THE EXERCISE: Find every line in the listing below that contains the string "woman", and copy each of those lines.

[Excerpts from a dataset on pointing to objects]
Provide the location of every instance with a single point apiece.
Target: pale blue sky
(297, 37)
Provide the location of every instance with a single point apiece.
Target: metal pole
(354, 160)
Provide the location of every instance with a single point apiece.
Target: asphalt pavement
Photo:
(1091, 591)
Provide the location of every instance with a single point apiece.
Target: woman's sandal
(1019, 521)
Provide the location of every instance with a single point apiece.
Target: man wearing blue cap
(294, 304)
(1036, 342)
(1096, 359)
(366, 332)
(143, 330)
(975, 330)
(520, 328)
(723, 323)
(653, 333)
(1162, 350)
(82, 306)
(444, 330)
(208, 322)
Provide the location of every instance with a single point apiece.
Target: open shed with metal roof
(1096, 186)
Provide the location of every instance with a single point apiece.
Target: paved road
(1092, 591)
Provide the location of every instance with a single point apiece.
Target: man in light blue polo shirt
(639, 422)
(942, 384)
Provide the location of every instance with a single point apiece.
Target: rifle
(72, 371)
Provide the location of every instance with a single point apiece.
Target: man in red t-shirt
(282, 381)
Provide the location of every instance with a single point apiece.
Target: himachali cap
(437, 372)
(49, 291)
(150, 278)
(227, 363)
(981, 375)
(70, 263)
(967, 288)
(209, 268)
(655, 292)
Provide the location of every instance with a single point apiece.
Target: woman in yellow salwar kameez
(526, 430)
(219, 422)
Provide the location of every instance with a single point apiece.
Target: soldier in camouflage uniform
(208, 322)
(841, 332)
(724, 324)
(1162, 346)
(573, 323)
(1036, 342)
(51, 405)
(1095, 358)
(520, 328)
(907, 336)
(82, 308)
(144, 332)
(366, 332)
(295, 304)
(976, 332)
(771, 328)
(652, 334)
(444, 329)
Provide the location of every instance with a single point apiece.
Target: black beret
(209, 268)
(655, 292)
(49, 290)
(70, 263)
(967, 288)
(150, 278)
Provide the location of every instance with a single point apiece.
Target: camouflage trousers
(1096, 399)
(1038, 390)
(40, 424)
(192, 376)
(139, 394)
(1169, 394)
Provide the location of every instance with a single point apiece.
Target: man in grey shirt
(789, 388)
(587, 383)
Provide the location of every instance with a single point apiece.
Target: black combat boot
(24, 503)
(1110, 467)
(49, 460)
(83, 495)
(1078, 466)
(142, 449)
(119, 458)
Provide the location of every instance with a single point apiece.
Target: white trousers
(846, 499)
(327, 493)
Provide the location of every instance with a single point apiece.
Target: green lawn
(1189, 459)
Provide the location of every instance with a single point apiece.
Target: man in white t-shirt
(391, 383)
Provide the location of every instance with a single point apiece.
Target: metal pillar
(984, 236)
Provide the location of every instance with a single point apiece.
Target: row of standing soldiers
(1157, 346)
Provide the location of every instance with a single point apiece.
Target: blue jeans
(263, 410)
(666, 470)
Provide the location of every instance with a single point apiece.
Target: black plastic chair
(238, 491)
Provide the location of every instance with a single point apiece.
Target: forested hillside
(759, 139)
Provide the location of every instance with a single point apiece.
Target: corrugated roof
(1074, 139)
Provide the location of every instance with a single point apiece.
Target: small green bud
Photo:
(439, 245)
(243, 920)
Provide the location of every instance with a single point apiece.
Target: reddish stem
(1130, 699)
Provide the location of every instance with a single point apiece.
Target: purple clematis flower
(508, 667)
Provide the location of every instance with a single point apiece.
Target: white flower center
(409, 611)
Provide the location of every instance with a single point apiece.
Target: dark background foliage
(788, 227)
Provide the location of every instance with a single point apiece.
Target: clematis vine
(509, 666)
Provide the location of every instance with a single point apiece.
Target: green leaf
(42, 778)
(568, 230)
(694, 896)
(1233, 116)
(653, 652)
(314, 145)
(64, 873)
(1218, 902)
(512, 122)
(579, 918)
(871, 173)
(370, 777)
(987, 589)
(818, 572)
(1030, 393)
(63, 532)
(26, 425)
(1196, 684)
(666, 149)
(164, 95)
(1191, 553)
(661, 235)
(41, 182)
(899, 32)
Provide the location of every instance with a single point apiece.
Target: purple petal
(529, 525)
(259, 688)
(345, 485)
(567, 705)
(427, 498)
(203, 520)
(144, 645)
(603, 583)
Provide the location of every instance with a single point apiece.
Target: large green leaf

ANSWER TO THIS EXERCISE:
Target: woman's sandal
Target: woman in yellow salwar kameez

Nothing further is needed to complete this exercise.